• **Exercise instructions**
Update the section of the market and taco passage that begins with the words "I had heard" and ends with "accompany the tacos.", replacing "cocktails" with "drinks".

• **Passage to read**
= Beginning of Section =

For the past several weeks, the trip has also included a visit with the delightful Anwen, in the photo above.  She makes the adorable dolls, hats, mittens and cowls that she sells under the name Humble Home.  Anwen, who lives up in my old stomping ground near Wingham, Ontario, is usually accompanied to the market by her husband and three daughters, who amuse themselves while she looks after her booth.  Soon she will have a new baby to occupy her so she won't be at the market after the end of March.  I encourage you to stop by and take a look at the wonderful, colourful, fantastical things she makes.  You can also see them on her etsy site.  After purchasing a couple of things from her,  I had asked if she could make me a couple of custom things, one being a doll inspired by the character of Myrtle from American Horror Story to whom I devoted a post here.

The result, shown above, is hanging on my wall above my desk.  She is wearing a super cool sparkly purple jumpsuit under her skirt, blouse and vest. 

 The sight and smell of all that food at the market left us ready for lunch...

I had heard good reports about a new Taco restaurant that opened downtown on Talbot Street, so I suggested to Heather that we give it our own taste test on Saturday.  Rock Au Taco is the latest brainchild of brothers Justin and Gregg Wolfe, owners of the Early Bird Diner, which is next door to Rock Au Taco.  The menu features only tacos, and the tacos they serve are as far from the Taco Bell version of tacos as can possibly be imagined.  The restaurant offers counter service (cash only), or you can order from the Taco menu while sitting next door at the Early Bird.  If you're thirsty, there are a number of tequila and whisky-based cocktails available to accompany the tacos.

= End of Section =

[Data records]
= Beginning of Section =

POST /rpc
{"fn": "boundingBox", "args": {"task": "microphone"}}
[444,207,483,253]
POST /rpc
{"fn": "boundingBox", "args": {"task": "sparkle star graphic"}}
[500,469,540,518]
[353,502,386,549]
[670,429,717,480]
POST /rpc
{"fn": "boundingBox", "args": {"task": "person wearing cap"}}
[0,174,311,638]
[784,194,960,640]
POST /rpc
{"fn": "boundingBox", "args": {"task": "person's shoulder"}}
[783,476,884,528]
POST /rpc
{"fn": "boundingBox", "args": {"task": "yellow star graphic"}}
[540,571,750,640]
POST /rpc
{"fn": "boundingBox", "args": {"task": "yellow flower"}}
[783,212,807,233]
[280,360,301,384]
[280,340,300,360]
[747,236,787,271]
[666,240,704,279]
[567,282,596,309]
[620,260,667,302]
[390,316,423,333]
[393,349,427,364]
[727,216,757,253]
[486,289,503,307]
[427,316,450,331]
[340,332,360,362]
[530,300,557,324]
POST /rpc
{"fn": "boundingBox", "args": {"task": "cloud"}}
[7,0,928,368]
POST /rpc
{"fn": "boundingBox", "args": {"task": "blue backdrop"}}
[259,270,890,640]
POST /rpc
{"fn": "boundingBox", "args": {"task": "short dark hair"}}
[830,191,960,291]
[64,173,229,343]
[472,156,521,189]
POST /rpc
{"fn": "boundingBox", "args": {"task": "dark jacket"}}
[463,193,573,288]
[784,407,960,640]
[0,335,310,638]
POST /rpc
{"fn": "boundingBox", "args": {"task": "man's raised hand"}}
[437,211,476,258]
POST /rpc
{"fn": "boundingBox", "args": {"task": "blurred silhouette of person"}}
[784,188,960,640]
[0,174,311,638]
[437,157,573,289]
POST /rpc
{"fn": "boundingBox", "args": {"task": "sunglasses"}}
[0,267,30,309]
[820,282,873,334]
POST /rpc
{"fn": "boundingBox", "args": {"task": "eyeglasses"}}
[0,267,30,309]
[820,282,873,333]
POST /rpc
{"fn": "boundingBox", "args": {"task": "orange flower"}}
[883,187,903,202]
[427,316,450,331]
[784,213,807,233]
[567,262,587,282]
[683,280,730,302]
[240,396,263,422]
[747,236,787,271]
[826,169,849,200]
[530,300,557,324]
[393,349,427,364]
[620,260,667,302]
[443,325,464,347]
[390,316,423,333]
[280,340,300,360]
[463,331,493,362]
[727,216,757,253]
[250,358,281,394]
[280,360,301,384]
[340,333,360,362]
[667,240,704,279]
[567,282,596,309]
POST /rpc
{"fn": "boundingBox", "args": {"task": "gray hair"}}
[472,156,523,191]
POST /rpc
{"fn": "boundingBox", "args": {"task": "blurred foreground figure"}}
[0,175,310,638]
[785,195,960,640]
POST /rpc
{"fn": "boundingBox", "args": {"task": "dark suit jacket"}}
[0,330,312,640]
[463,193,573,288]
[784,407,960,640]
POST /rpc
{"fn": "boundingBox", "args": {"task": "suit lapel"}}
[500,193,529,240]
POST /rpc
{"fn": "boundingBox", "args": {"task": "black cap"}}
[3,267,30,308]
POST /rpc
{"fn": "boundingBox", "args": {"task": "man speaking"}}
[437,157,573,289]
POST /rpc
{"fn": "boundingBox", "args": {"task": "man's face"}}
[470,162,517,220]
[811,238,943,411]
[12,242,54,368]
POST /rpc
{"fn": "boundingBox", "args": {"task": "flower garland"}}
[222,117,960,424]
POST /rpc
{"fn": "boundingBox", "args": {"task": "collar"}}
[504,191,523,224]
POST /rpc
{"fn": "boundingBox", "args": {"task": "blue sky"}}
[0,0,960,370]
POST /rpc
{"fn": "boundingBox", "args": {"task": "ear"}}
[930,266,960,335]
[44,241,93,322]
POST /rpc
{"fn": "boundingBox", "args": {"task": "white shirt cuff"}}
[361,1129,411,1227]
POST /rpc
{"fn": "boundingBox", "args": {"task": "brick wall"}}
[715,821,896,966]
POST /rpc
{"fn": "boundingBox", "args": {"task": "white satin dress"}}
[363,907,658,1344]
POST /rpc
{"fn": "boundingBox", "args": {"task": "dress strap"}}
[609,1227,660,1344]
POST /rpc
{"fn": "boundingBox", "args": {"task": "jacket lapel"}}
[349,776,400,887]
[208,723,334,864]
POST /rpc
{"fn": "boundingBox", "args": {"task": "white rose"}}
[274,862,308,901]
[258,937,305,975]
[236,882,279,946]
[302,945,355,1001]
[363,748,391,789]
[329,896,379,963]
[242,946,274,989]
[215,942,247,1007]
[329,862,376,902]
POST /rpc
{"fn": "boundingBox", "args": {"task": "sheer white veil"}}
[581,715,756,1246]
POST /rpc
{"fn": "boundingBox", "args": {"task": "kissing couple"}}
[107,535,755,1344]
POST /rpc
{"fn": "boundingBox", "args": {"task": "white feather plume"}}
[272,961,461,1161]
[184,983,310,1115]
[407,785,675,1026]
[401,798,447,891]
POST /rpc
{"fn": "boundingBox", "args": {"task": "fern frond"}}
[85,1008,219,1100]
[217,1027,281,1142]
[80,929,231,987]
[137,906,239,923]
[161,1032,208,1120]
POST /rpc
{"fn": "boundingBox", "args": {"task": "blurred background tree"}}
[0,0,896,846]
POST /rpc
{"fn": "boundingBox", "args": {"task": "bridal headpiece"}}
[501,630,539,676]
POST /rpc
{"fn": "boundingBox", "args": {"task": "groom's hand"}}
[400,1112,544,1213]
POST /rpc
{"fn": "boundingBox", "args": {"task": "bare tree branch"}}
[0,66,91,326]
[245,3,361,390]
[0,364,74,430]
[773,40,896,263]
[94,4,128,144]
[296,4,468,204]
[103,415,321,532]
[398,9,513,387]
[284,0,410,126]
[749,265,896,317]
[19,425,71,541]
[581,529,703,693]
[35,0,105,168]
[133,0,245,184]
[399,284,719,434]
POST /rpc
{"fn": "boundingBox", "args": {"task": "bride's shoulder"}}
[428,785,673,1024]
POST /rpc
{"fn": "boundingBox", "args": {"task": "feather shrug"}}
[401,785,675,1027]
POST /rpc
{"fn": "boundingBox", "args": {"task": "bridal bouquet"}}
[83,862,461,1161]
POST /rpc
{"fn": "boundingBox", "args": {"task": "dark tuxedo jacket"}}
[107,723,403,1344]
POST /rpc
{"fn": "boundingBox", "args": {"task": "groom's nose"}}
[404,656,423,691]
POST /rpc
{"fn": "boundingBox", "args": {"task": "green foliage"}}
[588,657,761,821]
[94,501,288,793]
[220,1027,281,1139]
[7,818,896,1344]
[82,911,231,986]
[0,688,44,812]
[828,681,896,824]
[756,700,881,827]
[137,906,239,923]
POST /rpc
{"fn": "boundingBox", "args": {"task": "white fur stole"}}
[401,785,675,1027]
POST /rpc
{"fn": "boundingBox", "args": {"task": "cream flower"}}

= End of Section =

• **Result for this task**
I had heard good reports about a new Taco restaurant that opened downtown on Talbot Street, so I suggested to Heather that we give it our own taste test on Saturday.  Rock Au Taco is the latest brainchild of brothers Justin and Gregg Wolfe, owners of the Early Bird Diner, which is next door to Rock Au Taco.  The menu features only tacos, and the tacos they serve are as far from the Taco Bell version of tacos as can possibly be imagined.  The restaurant offers counter service (cash only), or you can order from the Taco menu while sitting next door at the Early Bird.  If you're thirsty, there are a number of tequila and whisky-based drinks available to accompany the tacos.